== What is expected ==
Extract each line of the data and write it out again exactly.

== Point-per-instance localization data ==

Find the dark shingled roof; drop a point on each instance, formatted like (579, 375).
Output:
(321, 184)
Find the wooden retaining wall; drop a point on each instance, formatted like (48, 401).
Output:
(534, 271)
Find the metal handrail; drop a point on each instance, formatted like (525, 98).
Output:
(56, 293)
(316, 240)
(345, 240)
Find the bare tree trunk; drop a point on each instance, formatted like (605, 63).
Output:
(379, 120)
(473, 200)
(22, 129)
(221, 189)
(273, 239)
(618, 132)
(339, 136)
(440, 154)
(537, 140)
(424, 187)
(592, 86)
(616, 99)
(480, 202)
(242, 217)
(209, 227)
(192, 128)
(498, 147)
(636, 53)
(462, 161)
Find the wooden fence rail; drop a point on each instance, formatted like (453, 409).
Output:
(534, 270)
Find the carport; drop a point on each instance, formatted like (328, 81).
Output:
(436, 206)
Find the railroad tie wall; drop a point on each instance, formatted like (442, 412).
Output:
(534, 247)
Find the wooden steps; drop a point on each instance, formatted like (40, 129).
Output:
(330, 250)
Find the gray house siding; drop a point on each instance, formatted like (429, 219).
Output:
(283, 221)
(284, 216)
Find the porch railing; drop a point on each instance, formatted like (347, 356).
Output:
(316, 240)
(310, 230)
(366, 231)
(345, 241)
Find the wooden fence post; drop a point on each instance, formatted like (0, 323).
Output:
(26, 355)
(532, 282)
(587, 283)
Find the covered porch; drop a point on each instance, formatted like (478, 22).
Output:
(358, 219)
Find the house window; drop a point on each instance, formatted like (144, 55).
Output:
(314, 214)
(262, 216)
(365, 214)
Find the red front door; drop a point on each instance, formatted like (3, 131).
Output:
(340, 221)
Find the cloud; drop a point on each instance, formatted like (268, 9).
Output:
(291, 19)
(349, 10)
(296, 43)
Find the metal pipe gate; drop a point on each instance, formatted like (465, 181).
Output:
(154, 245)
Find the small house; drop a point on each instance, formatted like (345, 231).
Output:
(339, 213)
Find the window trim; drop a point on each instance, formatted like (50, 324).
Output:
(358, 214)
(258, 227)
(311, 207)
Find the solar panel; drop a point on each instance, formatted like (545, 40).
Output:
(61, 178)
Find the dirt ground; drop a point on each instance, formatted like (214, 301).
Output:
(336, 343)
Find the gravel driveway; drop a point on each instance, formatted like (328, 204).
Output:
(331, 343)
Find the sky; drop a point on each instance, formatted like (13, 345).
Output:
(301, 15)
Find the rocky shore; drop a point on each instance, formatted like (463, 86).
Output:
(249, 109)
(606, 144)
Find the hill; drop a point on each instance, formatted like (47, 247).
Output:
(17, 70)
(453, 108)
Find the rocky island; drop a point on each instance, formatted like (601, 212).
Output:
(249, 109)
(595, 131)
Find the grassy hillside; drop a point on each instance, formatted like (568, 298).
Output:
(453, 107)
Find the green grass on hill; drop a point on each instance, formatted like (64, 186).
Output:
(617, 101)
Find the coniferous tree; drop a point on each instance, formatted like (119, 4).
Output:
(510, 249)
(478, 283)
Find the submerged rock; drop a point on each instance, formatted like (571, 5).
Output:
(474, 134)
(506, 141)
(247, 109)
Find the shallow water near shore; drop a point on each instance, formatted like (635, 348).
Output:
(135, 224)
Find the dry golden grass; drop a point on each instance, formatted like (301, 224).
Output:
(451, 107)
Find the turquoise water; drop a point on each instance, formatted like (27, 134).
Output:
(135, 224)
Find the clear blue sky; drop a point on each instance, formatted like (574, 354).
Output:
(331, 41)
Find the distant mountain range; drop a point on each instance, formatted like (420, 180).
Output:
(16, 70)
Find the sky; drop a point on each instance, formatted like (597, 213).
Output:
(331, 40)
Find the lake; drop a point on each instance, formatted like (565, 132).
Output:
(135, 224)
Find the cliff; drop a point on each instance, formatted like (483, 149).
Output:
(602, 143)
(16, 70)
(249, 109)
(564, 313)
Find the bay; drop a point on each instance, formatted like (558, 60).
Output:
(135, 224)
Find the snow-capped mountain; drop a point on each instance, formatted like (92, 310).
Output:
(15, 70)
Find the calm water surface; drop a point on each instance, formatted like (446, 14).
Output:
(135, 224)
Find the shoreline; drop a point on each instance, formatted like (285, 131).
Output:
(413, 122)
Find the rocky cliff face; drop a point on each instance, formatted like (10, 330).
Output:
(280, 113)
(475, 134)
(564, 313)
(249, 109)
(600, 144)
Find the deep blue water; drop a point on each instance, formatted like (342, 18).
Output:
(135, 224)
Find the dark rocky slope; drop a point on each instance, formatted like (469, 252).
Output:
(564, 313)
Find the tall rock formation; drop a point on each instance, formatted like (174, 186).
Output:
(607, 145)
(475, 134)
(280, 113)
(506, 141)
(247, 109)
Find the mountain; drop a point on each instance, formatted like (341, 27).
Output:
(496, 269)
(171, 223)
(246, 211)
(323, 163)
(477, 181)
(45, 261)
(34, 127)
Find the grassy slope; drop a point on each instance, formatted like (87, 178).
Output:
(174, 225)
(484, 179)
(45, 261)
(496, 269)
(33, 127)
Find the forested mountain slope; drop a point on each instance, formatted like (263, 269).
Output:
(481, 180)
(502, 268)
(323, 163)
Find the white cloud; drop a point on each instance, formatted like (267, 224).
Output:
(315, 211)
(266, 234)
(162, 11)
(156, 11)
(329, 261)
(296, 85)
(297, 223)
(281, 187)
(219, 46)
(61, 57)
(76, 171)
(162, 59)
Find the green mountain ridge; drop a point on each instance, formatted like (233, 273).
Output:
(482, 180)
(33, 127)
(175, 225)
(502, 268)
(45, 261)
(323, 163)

== Problem solution ==
Find the dark shingled roof; drop a point on each instance, formatted like (579, 375).
Output:
(321, 184)
Find the wooden retaining wall; drop a point on each instance, formatted like (48, 401).
Output:
(534, 271)
Find the metal handrail; drop a point on each instance, formatted like (525, 98).
Output:
(56, 293)
(316, 240)
(345, 240)
Find the bare tree trunk; drop a point on each instance, formatted like (605, 63).
Output:
(379, 120)
(473, 200)
(22, 129)
(221, 189)
(273, 239)
(618, 132)
(339, 136)
(440, 154)
(537, 140)
(424, 187)
(592, 86)
(616, 99)
(480, 202)
(242, 217)
(209, 227)
(192, 128)
(498, 147)
(636, 53)
(462, 161)
Find the wooden fence rail; drop a point on each instance, formatted like (453, 409).
Output:
(534, 270)
Find the carport; drop a point on each instance, formatted like (328, 81).
Output:
(436, 206)
Find the railroad tie wall; drop a point on each instance, formatted like (442, 412).
Output:
(534, 247)
Find the wooden steps; drop a point on each instance, formatted like (40, 129).
Output:
(330, 250)
Find the gray house siding; drop a point on each instance, formatted like (429, 219).
Output:
(283, 221)
(284, 216)
Find the porch railing; drop a point on each instance, formatted like (347, 356).
Output:
(316, 240)
(310, 230)
(366, 231)
(345, 241)
Find the wooden fence post; drop a point on each instance, formatted like (0, 323).
Output:
(26, 355)
(532, 282)
(587, 283)
Find the covered porch; drop a point on each instance, formatted like (478, 22).
Output:
(358, 219)
Find the house window; drop a point on each instance, formatted like (144, 55).
Output:
(314, 214)
(262, 216)
(365, 214)
Find the red front door; drop a point on each instance, formatted like (3, 131).
Output:
(340, 221)
Find the cloud; drop a point on each instance, formatted like (268, 9).
Output:
(291, 19)
(349, 10)
(296, 43)
Find the metal pipe gate; drop a point on each instance, formatted like (465, 181).
Output:
(154, 245)
Find the small house; drop a point on each instance, formatted like (345, 231).
Output:
(339, 213)
Find the window trim; drop a point on each instance, formatted like (50, 324).
Output:
(358, 214)
(258, 227)
(311, 207)
Find the solar panel; drop a point on each instance, formatted like (545, 40).
Output:
(61, 178)
Find the dirt ground; drop a point on each instance, formatted like (214, 301).
Output:
(336, 343)
Find the gravel driveway; drop a point on each instance, formatted like (328, 204).
Output:
(331, 343)
Find the sky; drop a point on each instance, formatted like (13, 345).
Output:
(301, 15)
Find the rocky shore; drop a point on each instance, formatted like (463, 86).
Output:
(249, 109)
(606, 144)
Find the hill; drop a point on each instance, formatted like (47, 247).
Output:
(17, 70)
(453, 108)
Find the rocky island; drop a point on each instance, formatted like (601, 212).
Output:
(249, 109)
(595, 131)
Find the grassy hillside; drop a point on each instance, formatted like (568, 298).
Output:
(453, 107)
Find the green grass on hill; drop a point on each instance, formatted like (64, 186).
Output:
(617, 101)
Find the coniferous tree; drop a point on each instance, formatted like (119, 4).
Output:
(510, 249)
(478, 283)
Find the submerged rock; drop a point on each instance, formatted like (571, 5).
Output:
(474, 134)
(506, 141)
(247, 109)
Find the shallow water near shore; drop a point on each instance, formatted like (635, 348).
Output:
(135, 224)
Find the dry golden grass; drop a point on each instance, formatted like (301, 224).
Output:
(451, 107)
Find the turquoise water; drop a point on each instance, formatted like (27, 134).
Output:
(135, 224)
Find the clear blue sky; drop a point on each instance, formatted like (574, 354).
Output:
(331, 41)
Find the distant mountain range; drop a point on each instance, formatted like (420, 180).
Output:
(16, 70)
Find the sky; drop a point on each instance, formatted like (597, 213).
Output:
(331, 40)
Find the lake; drop a point on each instance, formatted like (565, 132).
Output:
(135, 224)
Find the cliff; drop a point on each instance, formatted like (483, 149).
Output:
(602, 143)
(16, 70)
(249, 109)
(564, 313)
Find the bay; drop a point on each instance, formatted like (558, 60).
Output:
(135, 224)
Find the snow-capped mountain; drop a point on each instance, formatted like (92, 310).
Output:
(15, 70)
Find the calm water surface; drop a point on each instance, formatted like (446, 14).
Output:
(135, 224)
Find the shoreline; drop a point on each instance, formatted like (285, 131).
Output:
(413, 122)
Find the rocky cliff face; drop a point on each instance, formatted like (10, 330).
Output:
(280, 113)
(475, 134)
(564, 313)
(249, 109)
(600, 144)
Find the deep blue water; drop a point on each instance, formatted like (342, 18).
Output:
(135, 224)
Find the dark rocky slope; drop a point on each instance, formatted like (469, 252).
Output:
(564, 313)
Find the tall rock formation; drop a point on each instance, formatted like (174, 186).
Output:
(607, 145)
(475, 134)
(280, 113)
(506, 141)
(247, 109)
Find the mountain; drop a point on each instance, formatted like (341, 27).
Output:
(496, 269)
(171, 223)
(246, 211)
(323, 163)
(477, 181)
(45, 261)
(34, 127)
Find the grassy slope; drop a point on each instance, formatted like (87, 178).
Output:
(174, 225)
(484, 179)
(45, 261)
(496, 269)
(33, 127)
Find the forested mountain slope; drop a point on each instance, formatted like (263, 269).
Output:
(481, 180)
(502, 268)
(323, 163)
Find the white cloud; drop a point on each instance, formatted like (267, 224).
Output:
(315, 211)
(266, 234)
(162, 11)
(156, 11)
(329, 261)
(296, 85)
(297, 223)
(281, 187)
(219, 46)
(61, 57)
(76, 171)
(162, 59)
Find the green mountain ridge; drop a point on each instance, formatted like (233, 273).
Output:
(482, 180)
(33, 127)
(175, 225)
(502, 268)
(45, 261)
(323, 163)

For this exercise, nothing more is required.